• **TASK DETAILS**
Convert every line of the records below into a numbered list, skipping blank lines. Leave the pictures out of your answer.

• **DATASET ROWS**
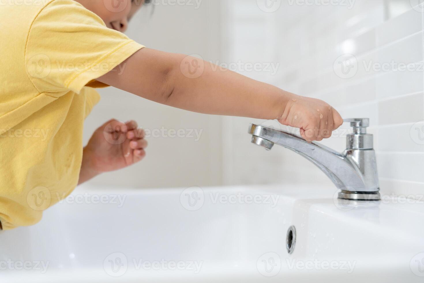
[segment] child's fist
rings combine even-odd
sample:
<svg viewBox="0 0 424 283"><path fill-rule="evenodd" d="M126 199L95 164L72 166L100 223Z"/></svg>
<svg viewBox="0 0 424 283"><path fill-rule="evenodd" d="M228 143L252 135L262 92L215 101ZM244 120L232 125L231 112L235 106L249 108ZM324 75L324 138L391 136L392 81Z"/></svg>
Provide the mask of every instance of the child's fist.
<svg viewBox="0 0 424 283"><path fill-rule="evenodd" d="M91 169L98 173L117 170L142 160L147 141L135 121L108 121L94 132L84 149Z"/></svg>
<svg viewBox="0 0 424 283"><path fill-rule="evenodd" d="M343 119L338 112L322 100L291 95L279 122L299 128L302 137L312 142L331 137Z"/></svg>

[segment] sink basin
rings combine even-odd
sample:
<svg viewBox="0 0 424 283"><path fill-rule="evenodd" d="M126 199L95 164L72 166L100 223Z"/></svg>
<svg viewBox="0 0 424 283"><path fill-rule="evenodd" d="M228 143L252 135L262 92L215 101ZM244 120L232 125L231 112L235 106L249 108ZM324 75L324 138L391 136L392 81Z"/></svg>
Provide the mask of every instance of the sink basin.
<svg viewBox="0 0 424 283"><path fill-rule="evenodd" d="M0 232L0 282L423 282L422 203L337 197L284 185L81 186L37 224Z"/></svg>

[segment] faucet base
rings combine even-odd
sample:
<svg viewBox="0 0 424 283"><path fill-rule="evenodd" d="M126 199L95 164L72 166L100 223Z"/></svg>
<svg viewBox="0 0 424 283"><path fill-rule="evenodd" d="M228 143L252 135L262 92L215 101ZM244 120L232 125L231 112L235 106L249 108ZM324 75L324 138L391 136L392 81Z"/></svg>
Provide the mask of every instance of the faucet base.
<svg viewBox="0 0 424 283"><path fill-rule="evenodd" d="M351 192L343 190L339 193L339 199L349 200L377 201L381 200L380 193L377 192Z"/></svg>

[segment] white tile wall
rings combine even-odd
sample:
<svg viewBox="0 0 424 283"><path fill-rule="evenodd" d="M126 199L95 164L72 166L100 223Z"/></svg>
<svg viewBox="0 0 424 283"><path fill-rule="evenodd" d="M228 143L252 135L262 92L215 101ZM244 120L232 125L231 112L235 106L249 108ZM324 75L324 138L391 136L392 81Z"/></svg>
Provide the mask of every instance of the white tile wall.
<svg viewBox="0 0 424 283"><path fill-rule="evenodd" d="M326 100L344 118L370 118L382 191L424 193L424 20L412 8L414 1L356 0L349 9L283 1L273 13L262 11L257 2L222 1L225 59L279 63L275 76L246 74ZM358 68L343 79L333 65L346 53L355 56ZM388 70L367 69L370 64L385 63ZM402 71L402 64L412 68ZM250 144L246 131L251 121L225 119L224 171L230 172L225 183L332 185L296 154L279 147L267 152ZM324 143L341 151L344 139L340 130ZM262 177L255 178L258 174Z"/></svg>

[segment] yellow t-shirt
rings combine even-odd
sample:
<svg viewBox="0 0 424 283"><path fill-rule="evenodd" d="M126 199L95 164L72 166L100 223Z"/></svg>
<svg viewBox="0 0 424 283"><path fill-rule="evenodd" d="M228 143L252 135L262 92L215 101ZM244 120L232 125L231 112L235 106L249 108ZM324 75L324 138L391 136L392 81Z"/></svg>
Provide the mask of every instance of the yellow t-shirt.
<svg viewBox="0 0 424 283"><path fill-rule="evenodd" d="M35 224L77 185L95 79L142 45L72 0L0 6L0 221Z"/></svg>

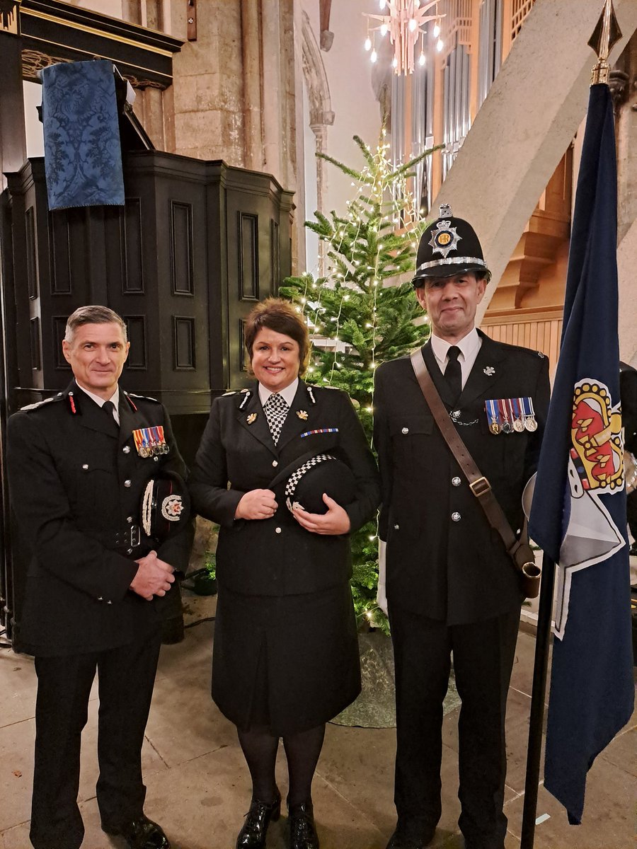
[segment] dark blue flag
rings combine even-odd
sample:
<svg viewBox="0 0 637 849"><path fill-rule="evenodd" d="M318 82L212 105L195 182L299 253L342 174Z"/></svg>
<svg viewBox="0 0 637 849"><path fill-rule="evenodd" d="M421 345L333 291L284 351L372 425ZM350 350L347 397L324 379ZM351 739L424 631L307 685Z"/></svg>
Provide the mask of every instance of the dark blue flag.
<svg viewBox="0 0 637 849"><path fill-rule="evenodd" d="M586 773L633 710L611 94L590 89L561 349L530 535L557 567L544 786L578 824Z"/></svg>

• **REPLY**
1. [segment] child's fist
2. rings combine even-odd
3. sample:
4. <svg viewBox="0 0 424 283"><path fill-rule="evenodd" d="M126 199L95 164L72 166L100 223Z"/></svg>
5. <svg viewBox="0 0 424 283"><path fill-rule="evenodd" d="M228 143L252 135L262 92L215 101ZM244 120L232 125L231 112L235 106L249 108ZM324 75L324 138L391 136L392 81Z"/></svg>
6. Provide the mask of every instance of the child's fist.
7. <svg viewBox="0 0 424 283"><path fill-rule="evenodd" d="M91 169L98 173L117 170L142 160L147 141L135 121L108 121L94 132L84 149Z"/></svg>
8. <svg viewBox="0 0 424 283"><path fill-rule="evenodd" d="M343 119L338 112L322 100L291 95L279 122L299 128L302 137L312 142L331 137Z"/></svg>
9. [segment] sink basin
10. rings combine even-odd
11. sample:
12. <svg viewBox="0 0 424 283"><path fill-rule="evenodd" d="M126 199L95 164L72 166L100 223Z"/></svg>
13. <svg viewBox="0 0 424 283"><path fill-rule="evenodd" d="M228 143L252 135L262 92L215 101ZM244 120L232 125L231 112L235 106L249 108ZM324 75L324 138L391 136L392 81Z"/></svg>
14. Provide the mask of every instance of the sink basin.
15. <svg viewBox="0 0 424 283"><path fill-rule="evenodd" d="M0 232L0 282L423 282L422 203L337 197L284 185L81 186L37 224Z"/></svg>
16. [segment] faucet base
17. rings combine even-odd
18. sample:
19. <svg viewBox="0 0 424 283"><path fill-rule="evenodd" d="M126 199L95 164L72 166L100 223Z"/></svg>
20. <svg viewBox="0 0 424 283"><path fill-rule="evenodd" d="M228 143L252 135L262 92L215 101ZM244 120L232 125L231 112L235 106L249 108ZM324 75L324 138L391 136L392 81Z"/></svg>
21. Provide the mask of every instance of the faucet base.
22. <svg viewBox="0 0 424 283"><path fill-rule="evenodd" d="M351 192L343 190L339 193L339 199L349 200L377 201L381 200L380 193L377 192Z"/></svg>
23. [segment] white tile wall
24. rings combine even-odd
25. sample:
26. <svg viewBox="0 0 424 283"><path fill-rule="evenodd" d="M126 199L95 164L72 166L100 223Z"/></svg>
27. <svg viewBox="0 0 424 283"><path fill-rule="evenodd" d="M228 143L252 135L262 92L215 101ZM244 120L232 125L231 112L235 106L249 108ZM324 75L324 138L391 136L392 81Z"/></svg>
28. Provide the mask of every instance of the white tile wall.
29. <svg viewBox="0 0 424 283"><path fill-rule="evenodd" d="M326 100L344 118L370 118L382 191L424 193L424 20L412 8L414 1L356 0L349 9L283 1L273 13L262 11L257 2L222 1L225 59L279 63L275 76L246 74ZM358 68L343 79L333 65L346 53L355 56ZM388 70L367 69L370 64L385 63ZM402 71L402 64L412 68ZM250 144L246 131L251 121L225 119L224 171L230 172L225 183L332 185L296 154L279 147L267 152ZM324 143L341 151L344 139L340 130ZM262 177L255 178L258 174Z"/></svg>
30. [segment] yellow t-shirt
31. rings combine even-odd
32. sample:
33. <svg viewBox="0 0 424 283"><path fill-rule="evenodd" d="M126 199L95 164L72 166L100 223Z"/></svg>
34. <svg viewBox="0 0 424 283"><path fill-rule="evenodd" d="M228 143L252 135L262 92L215 101ZM244 120L232 125L231 112L235 106L249 108ZM324 75L324 138L391 136L392 81Z"/></svg>
35. Provide the mask of every instance of the yellow t-shirt.
36. <svg viewBox="0 0 424 283"><path fill-rule="evenodd" d="M35 224L77 185L95 79L142 45L72 0L0 6L0 221Z"/></svg>
37. [segment] dark blue flag
38. rings combine even-odd
39. sample:
40. <svg viewBox="0 0 637 849"><path fill-rule="evenodd" d="M318 82L212 105L195 182L299 253L342 174Z"/></svg>
41. <svg viewBox="0 0 637 849"><path fill-rule="evenodd" d="M421 345L333 291L284 351L372 425ZM350 350L347 397L324 379ZM351 739L424 631L307 685Z"/></svg>
42. Provide the mask of every instance of the dark blue flag.
43. <svg viewBox="0 0 637 849"><path fill-rule="evenodd" d="M586 773L633 710L611 94L590 89L561 349L530 535L557 567L544 786L578 824Z"/></svg>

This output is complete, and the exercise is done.